Pick out each line below that contains the word "feather", and copy those lines.
══ DATASET
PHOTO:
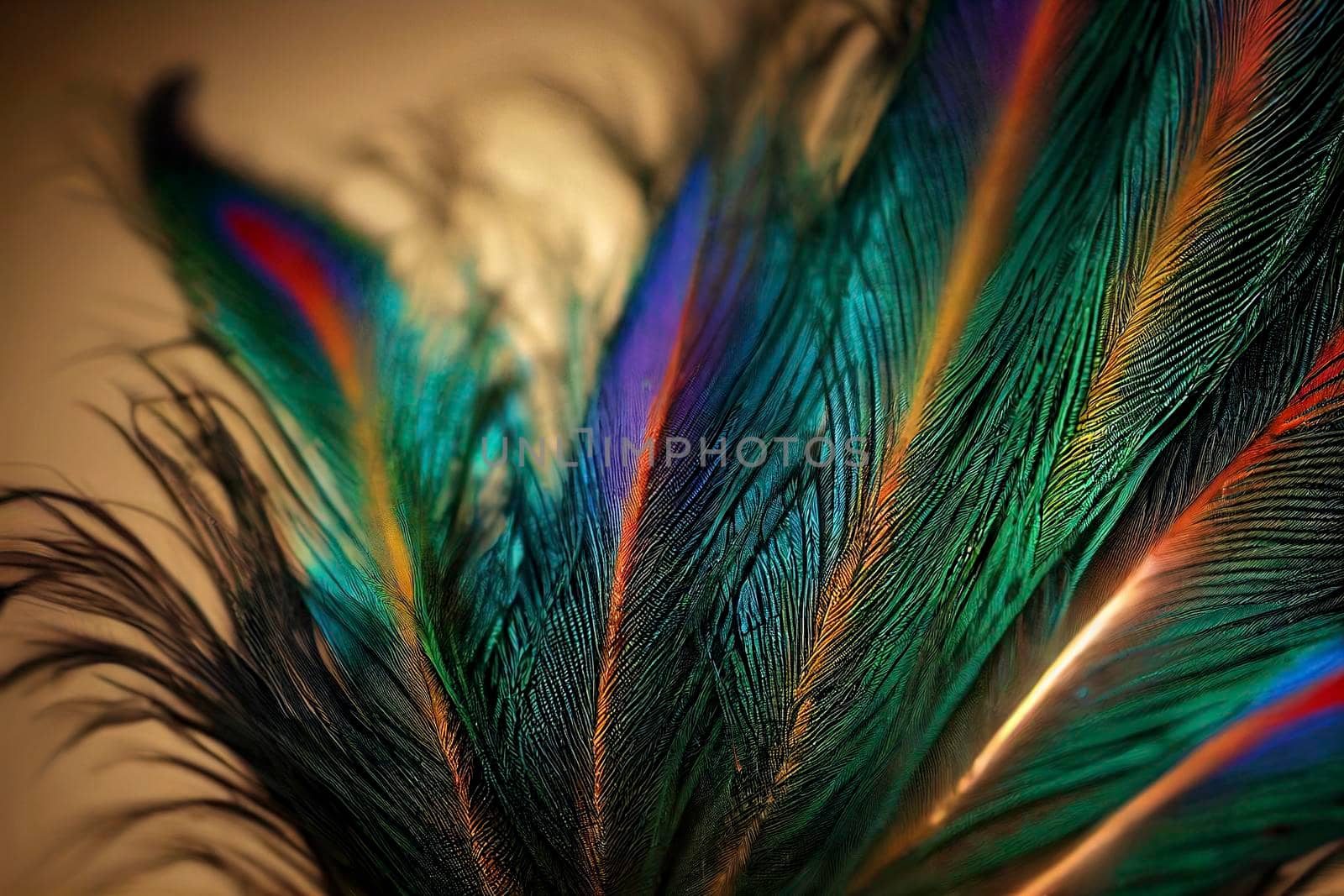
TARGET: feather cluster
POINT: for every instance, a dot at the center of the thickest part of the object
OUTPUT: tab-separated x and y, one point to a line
983	533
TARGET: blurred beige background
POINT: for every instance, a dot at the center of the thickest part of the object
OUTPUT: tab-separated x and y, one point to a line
534	137
300	90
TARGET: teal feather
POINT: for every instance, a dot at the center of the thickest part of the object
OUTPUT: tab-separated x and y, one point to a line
1061	609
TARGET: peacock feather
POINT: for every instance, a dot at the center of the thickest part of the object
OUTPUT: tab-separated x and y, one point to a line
974	527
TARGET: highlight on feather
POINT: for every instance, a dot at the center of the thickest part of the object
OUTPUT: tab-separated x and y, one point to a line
963	513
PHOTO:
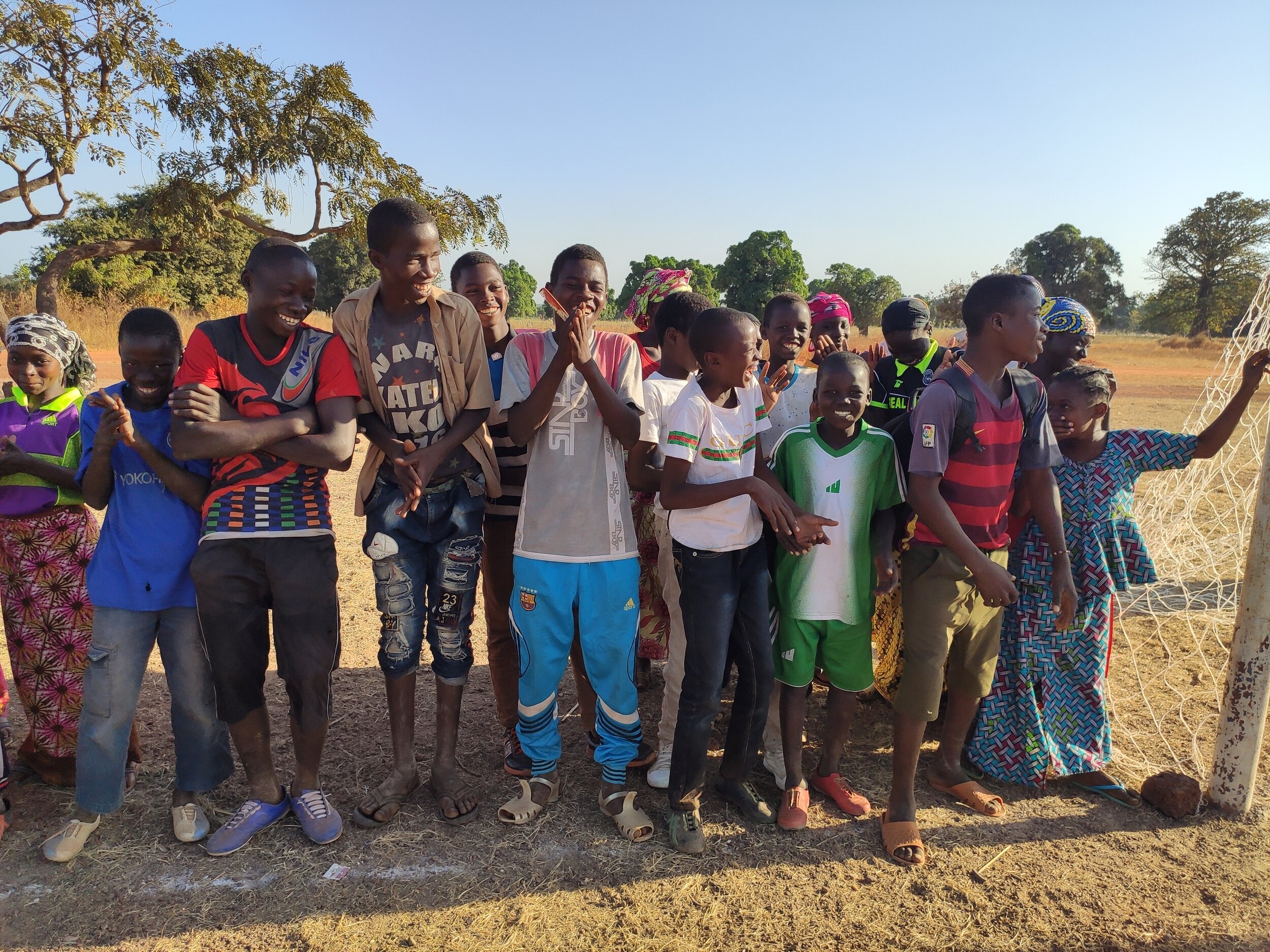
════
FINISHED EXERCISE ::
TARGET: feather cluster
TARGET: teal feather
TARGET: peacock feather
TARGET: highlight on feather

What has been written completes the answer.